Stored entries:
(begin)

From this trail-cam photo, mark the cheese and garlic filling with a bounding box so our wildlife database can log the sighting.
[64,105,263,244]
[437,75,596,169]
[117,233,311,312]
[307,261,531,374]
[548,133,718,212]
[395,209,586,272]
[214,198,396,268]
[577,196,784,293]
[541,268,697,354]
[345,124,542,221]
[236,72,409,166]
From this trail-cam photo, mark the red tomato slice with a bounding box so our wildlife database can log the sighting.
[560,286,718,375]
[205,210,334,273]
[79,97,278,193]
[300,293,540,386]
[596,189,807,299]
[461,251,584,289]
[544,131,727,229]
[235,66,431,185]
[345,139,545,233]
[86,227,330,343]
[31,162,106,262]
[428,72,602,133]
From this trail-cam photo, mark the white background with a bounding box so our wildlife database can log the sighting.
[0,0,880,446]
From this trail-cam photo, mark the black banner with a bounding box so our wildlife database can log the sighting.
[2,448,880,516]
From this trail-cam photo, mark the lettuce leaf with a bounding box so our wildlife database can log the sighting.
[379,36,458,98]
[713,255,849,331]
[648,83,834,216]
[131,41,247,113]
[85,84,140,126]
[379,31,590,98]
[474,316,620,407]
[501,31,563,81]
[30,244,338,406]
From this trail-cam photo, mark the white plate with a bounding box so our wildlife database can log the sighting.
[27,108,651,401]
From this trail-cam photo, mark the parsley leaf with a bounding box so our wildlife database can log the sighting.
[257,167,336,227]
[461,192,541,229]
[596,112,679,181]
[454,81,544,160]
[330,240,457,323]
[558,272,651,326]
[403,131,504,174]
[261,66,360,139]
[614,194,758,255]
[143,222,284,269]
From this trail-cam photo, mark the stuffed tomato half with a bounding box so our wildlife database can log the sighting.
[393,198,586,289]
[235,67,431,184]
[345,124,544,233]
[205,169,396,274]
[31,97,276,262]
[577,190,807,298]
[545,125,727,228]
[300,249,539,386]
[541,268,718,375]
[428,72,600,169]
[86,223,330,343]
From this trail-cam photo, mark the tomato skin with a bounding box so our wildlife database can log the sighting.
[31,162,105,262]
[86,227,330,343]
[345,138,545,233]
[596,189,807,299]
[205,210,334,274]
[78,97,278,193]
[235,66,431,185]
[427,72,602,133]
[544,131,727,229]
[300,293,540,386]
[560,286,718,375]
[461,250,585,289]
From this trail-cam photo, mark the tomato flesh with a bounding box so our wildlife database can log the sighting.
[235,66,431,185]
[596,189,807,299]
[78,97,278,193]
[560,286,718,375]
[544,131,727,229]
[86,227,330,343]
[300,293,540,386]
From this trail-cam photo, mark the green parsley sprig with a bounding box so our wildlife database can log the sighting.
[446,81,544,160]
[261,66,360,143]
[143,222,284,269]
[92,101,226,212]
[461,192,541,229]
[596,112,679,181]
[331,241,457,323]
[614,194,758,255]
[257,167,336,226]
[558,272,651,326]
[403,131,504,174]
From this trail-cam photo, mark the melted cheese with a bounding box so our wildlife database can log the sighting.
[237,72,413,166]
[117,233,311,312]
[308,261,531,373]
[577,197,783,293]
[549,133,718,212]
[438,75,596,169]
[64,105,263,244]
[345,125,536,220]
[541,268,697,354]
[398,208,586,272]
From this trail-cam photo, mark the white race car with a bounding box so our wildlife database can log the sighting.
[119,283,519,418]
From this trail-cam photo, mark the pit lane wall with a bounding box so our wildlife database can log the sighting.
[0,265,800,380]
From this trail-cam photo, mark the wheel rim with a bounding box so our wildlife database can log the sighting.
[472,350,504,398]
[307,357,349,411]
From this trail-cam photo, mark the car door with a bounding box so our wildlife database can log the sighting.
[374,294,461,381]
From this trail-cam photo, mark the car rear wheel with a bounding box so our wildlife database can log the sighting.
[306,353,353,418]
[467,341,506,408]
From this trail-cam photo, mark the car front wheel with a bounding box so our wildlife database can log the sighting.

(end)

* [PROMPT]: Reproduce all of the material above word for word, without changing any line.

* [THE REPLY]:
From this trail-cam photo, mark the cheese and garlic filling with a bounding box so our wildlife database can log the sighting.
[64,105,263,244]
[437,75,596,169]
[117,233,311,312]
[307,261,531,374]
[548,133,718,212]
[395,209,586,272]
[214,198,396,268]
[577,196,784,293]
[541,268,697,354]
[345,124,542,221]
[236,72,409,166]
From this trail-cam photo, mark the red tomato slice with a bounding box so our wildlife database can log the sighting.
[560,286,718,375]
[205,210,334,273]
[79,97,278,193]
[300,293,540,386]
[596,189,807,299]
[461,251,584,289]
[544,131,727,229]
[235,66,431,185]
[345,139,545,233]
[86,227,330,343]
[31,162,106,262]
[428,72,602,133]
From this trail-cam photo, mark the white background with a bounding box so our wildlife database can log the sighting.
[0,0,880,446]
From this trail-cam photo, mark the black banner with a bounding box so our wildlife database can log the sighting.
[2,448,880,516]
From this trail-cam photo, mark the lettuce leaf with a bounding box so our wildlife database can log the sighting.
[379,36,458,98]
[713,255,849,331]
[648,83,834,216]
[131,41,247,113]
[85,84,140,126]
[379,31,590,98]
[474,316,620,407]
[501,31,563,81]
[30,244,338,406]
From this trail-cam photo, mark the white plate with a bounding box so our wildlife database can log the sighting.
[27,108,651,401]
From this trail-cam photo, mark the parsley leaf with a bounding box so our wildlife database can log the sighting.
[257,167,336,227]
[461,192,541,229]
[596,112,679,181]
[454,81,544,160]
[330,240,457,323]
[558,272,651,326]
[403,131,504,174]
[261,66,360,139]
[614,194,758,255]
[143,222,284,269]
From this trail-cam photo, mark the stuffed tomato half with a bounding box so our wildlife database can log the sighting.
[393,198,586,289]
[235,67,431,184]
[345,124,544,233]
[205,169,396,274]
[31,97,276,262]
[577,190,807,298]
[545,125,727,228]
[300,249,539,386]
[541,268,718,375]
[428,72,600,169]
[86,223,330,343]
From this trail-cam photo, mark the tomato skin with a bounding box so our wildlife database can log the sighting.
[31,162,105,262]
[86,227,330,343]
[345,138,545,233]
[596,189,807,299]
[205,210,334,274]
[78,97,278,193]
[235,66,431,185]
[427,72,602,133]
[544,131,727,229]
[300,293,540,386]
[560,286,718,375]
[461,250,585,289]
From this trail-cam photo, mark the tomato flesh with a bounding box so our wildlife database can log the sighting.
[235,66,431,185]
[596,189,807,299]
[78,97,278,193]
[560,286,718,375]
[544,131,727,229]
[86,227,330,343]
[300,293,540,386]
From this trail-cam photo, mark the green parsley sprig with a bounding box so our wildlife database can log the sighting.
[446,81,544,160]
[261,66,360,143]
[143,222,284,269]
[92,101,226,212]
[461,192,541,229]
[596,112,679,181]
[331,241,457,323]
[614,194,758,255]
[257,167,336,226]
[558,272,651,326]
[403,131,504,174]
From this trail-cam photo, mark the melted cheese with a bounding box so our wildlife database can log the sighting.
[237,72,413,166]
[117,233,311,312]
[308,261,531,373]
[577,197,783,293]
[549,133,718,212]
[438,75,596,169]
[64,105,263,244]
[345,125,536,220]
[541,268,697,354]
[398,208,586,272]
From this trail-cam photo, mark the white race car with a bounding box so our wildlife database can log the sighting.
[119,283,519,418]
From this trail-cam photo, mark the pit lane wall with a bounding box so our wildlife database can log the sighting.
[0,265,800,380]
From this trail-cam photo, mark the wheel rim with a bounding box so our wildlife database can log the sighting.
[472,350,504,398]
[307,357,349,411]
From this trail-cam photo, mark the car door with a bounding box so our wildlife database can log the sighting.
[374,294,461,381]
From this trail-cam photo, mark the car rear wheel with a bounding box so our wildlife database can log the sighting.
[306,353,353,418]
[467,341,506,408]
From this trail-cam photo, mark the car front wheel with a bounding box so our wildlife database can log the sighting.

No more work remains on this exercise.